- Quoted passage -
— BEGIN —

Most swimmers come back from a ‘bad’ race and answer the question; “how was your swim?” with the one word answer “crap!”.

Bad swims are not bad. They are good. However, swimmers are emotionally tied-up with their swimming, so it is difficult to look at a bad swim unemotionally.
Every bad swim is an opportunity to see how you are adapting to your training. So mistakes are the weak links that need to be studied and corrected to make them strong.
If a swimmer is so upset about their swim that they won’t talk about it, then a learning opportunity is lost.
So, as a coach, having seen this reaction many times (some very emotional reactions!), I like to discuss this important aspect of racing before any learning is lost. I call the discussion C.R.A.P.
‘Crap’ is a wonderful topic title because it makes swimmers laugh. Then I know I have their attention and piqued their curiosity. It is memorable and relevant.

— END —

- Stored records -
— BEGIN —

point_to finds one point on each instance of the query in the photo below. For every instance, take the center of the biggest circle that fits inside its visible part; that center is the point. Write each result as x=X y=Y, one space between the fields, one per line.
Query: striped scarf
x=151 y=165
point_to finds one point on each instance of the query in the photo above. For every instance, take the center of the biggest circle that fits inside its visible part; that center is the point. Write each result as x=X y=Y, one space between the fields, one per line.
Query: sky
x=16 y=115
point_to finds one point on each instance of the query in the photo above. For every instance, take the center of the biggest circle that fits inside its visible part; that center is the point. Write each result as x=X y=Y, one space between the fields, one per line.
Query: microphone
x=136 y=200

— END —
— BEGIN —

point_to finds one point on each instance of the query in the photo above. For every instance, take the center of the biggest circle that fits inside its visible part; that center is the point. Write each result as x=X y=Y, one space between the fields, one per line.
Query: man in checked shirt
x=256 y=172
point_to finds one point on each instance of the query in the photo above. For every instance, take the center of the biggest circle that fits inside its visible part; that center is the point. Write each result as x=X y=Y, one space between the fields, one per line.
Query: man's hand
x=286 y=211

— END —

Reproduce the passage on bad swims word for word, from "Every bad swim" up to and including "opportunity is lost.".

- Expected answer -
Every bad swim is an opportunity to see how you are adapting to your training. So mistakes are the weak links that need to be studied and corrected to make them strong.
If a swimmer is so upset about their swim that they won’t talk about it, then a learning opportunity is lost.